Can you write out the lines of the records below that fall between the line containing "If you could indicate the mist" and the line containing "point(235, 89)", inclusive, as a numbered list with any blank lines omitted?

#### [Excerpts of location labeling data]
━━━━━━

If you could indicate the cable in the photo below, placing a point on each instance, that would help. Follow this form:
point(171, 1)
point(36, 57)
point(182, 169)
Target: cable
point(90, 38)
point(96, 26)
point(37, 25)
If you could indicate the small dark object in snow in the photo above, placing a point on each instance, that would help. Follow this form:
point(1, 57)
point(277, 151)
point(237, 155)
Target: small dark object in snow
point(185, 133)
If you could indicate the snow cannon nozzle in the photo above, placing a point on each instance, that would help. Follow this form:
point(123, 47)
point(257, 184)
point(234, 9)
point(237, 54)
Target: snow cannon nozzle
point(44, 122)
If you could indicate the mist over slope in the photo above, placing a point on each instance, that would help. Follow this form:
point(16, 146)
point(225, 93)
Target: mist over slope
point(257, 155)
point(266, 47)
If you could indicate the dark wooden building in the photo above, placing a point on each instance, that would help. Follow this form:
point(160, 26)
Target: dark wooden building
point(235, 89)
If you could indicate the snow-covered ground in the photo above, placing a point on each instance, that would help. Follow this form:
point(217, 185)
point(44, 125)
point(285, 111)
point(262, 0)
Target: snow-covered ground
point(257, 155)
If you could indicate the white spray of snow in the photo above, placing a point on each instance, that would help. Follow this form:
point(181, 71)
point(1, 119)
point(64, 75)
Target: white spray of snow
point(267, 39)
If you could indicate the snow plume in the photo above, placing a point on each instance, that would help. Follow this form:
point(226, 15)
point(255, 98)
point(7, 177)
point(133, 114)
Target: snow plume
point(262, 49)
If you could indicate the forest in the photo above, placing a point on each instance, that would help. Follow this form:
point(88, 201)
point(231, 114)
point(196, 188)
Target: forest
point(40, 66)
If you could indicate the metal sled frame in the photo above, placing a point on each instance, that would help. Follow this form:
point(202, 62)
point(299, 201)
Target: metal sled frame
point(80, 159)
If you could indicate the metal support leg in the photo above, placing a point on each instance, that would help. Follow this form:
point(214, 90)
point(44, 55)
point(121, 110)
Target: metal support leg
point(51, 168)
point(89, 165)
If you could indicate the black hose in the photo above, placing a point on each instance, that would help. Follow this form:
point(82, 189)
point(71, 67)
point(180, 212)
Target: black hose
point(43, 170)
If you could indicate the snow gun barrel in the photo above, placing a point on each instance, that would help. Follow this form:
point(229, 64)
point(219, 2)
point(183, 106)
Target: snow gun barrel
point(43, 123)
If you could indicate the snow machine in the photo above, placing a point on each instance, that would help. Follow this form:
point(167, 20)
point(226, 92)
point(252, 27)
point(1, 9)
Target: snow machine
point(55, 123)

━━━━━━

#### [Output for this exercise]
1. If you could indicate the mist over slope in the photo above, placing a point on each instance, that would help. Follow this form:
2. point(16, 146)
3. point(225, 93)
4. Target: mist over slope
5. point(257, 155)
6. point(266, 47)
7. If you could indicate the dark wooden building in the photo above, placing a point on each instance, that would help. Follow this form:
8. point(160, 26)
9. Target: dark wooden building
10. point(235, 89)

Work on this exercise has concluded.